What you will do = Rewrite every row below as a JSON list of strings, with one string for each line and no blank lines.

═══ Raw records ═══

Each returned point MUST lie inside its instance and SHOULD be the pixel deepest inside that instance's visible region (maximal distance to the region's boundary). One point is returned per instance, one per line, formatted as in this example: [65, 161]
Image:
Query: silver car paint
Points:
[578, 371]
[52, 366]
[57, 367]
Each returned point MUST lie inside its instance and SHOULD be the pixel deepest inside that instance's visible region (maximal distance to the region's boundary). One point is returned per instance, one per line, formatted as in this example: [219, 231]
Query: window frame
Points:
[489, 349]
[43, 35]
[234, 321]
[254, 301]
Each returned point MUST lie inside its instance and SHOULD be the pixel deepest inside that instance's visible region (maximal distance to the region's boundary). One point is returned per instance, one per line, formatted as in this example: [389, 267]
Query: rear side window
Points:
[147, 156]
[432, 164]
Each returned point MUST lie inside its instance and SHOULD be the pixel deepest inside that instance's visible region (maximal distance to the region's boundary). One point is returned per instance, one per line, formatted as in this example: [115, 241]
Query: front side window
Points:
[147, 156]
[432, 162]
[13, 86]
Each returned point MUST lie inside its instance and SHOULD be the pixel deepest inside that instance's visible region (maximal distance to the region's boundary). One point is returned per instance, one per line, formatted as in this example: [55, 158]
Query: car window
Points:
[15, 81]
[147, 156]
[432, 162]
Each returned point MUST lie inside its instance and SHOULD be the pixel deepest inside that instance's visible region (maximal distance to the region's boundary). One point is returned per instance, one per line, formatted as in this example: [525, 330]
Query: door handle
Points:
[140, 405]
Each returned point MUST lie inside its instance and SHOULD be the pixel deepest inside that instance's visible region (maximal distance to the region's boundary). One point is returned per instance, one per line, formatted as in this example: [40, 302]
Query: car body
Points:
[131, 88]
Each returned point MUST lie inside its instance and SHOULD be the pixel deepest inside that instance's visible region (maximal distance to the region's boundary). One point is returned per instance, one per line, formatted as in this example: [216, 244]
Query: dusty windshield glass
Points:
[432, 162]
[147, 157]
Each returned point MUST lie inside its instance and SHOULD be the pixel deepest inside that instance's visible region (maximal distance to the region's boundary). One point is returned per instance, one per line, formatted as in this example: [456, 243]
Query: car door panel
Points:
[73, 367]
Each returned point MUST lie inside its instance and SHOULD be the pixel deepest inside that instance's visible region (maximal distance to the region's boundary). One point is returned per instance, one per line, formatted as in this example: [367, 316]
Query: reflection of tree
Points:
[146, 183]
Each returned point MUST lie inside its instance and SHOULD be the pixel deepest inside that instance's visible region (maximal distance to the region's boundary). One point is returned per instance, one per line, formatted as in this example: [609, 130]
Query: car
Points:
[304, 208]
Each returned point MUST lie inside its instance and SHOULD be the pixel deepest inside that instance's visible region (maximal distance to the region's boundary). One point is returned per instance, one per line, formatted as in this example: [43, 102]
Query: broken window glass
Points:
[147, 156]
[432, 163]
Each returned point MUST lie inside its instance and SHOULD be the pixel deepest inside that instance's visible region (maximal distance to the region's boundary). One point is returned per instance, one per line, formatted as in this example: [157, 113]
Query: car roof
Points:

═══

Correct response =
[
  "Each returned point MUST lie inside its instance and SHOULD be the pixel deepest inside that instance's visible region (maximal distance to the region's boundary). One point is returned per instance, one per line, formatted as in this example: [65, 161]",
  "Image:",
  "Query: silver car paint",
  "Points:",
  "[578, 371]",
  "[52, 366]",
  "[57, 367]",
  "Each returned point MUST lie inside its instance and SHOULD be the pixel deepest inside that instance's visible region (maximal distance to the region's boundary). One point is returned per instance, one per line, formatted as in this example: [219, 231]",
  "Query: window frame",
  "Points:",
  "[489, 349]",
  "[43, 35]",
  "[234, 321]",
  "[254, 301]",
  "Each returned point MUST lie inside its instance and SHOULD be the pixel deepest inside that instance's visible region (maximal distance to the region's boundary). One point is returned per instance, one per line, formatted as in this example: [389, 267]",
  "Query: rear side window",
  "Points:",
  "[147, 156]",
  "[432, 164]",
  "Each returned point MUST lie inside its instance and SHOULD be the pixel deepest inside that instance's visible region (maximal distance to the region's boundary). One point is returned per instance, one per line, formatted as in this example: [115, 241]",
  "Query: front side window",
  "Points:",
  "[147, 156]",
  "[432, 162]",
  "[13, 86]",
  "Each returned point MUST lie inside its instance and SHOULD be the pixel deepest inside that instance's visible region (maximal distance to the region's boundary). One point is returned per instance, one per line, formatted as in this example: [55, 158]",
  "Query: car window",
  "Points:",
  "[15, 81]",
  "[147, 156]",
  "[432, 162]",
  "Each returned point MUST lie inside its instance and SHOULD be the pixel deepest inside that instance's visible region (maximal distance to the region's boundary). One point is returned per instance, one per line, formatted as in this example: [525, 330]",
  "Query: door handle",
  "Points:",
  "[140, 405]",
  "Each returned point MUST lie inside its instance and SHOULD be the pixel deepest inside that instance's visible region (maximal distance to the region's boundary). One point is returned per instance, one per line, formatted as in this example: [40, 302]",
  "Query: car body",
  "Points:",
  "[131, 88]",
  "Each returned point MUST lie inside its instance and SHOULD be the pixel deepest inside that instance's visible region (maximal distance to the region's boundary). One point is returned per instance, one per line, formatted as in this example: [216, 244]",
  "Query: dusty windshield glass",
  "Points:",
  "[432, 162]",
  "[147, 157]",
  "Each returned point MUST lie inside its instance and SHOULD be the pixel deepest inside that instance's visible region (maximal distance to the region's boundary). One point is returned per instance, one per line, formatted as in this example: [456, 243]",
  "Query: car door panel",
  "Points:",
  "[73, 367]",
  "Each returned point MUST lie inside its instance and SHOULD be the pixel deepest inside that instance's visible region (maximal distance to the region's boundary). One point is returned per instance, one per line, formatted as in this example: [367, 316]",
  "Query: reflection of tree",
  "Points:",
  "[146, 183]",
  "Each returned point MUST lie inside its instance and SHOULD be the pixel deepest inside that instance's visible region (maximal distance to the region's boundary). One point is returned per instance, one per line, formatted as in this example: [609, 130]",
  "Query: car",
  "Points:",
  "[304, 208]",
  "Each returned point MUST lie inside its instance and SHOULD be the pixel deepest inside that instance's visible region (maximal distance to the region's boundary). One point is returned per instance, one per line, formatted as in this example: [43, 102]",
  "Query: broken window glass",
  "Points:",
  "[147, 156]",
  "[432, 163]",
  "Each returned point MUST lie inside its instance and SHOULD be the pixel deepest inside that instance's visible region (maximal distance to the region's boundary). One point is returned per instance, one per line, formatted as in this example: [157, 113]",
  "Query: car roof",
  "Points:"
]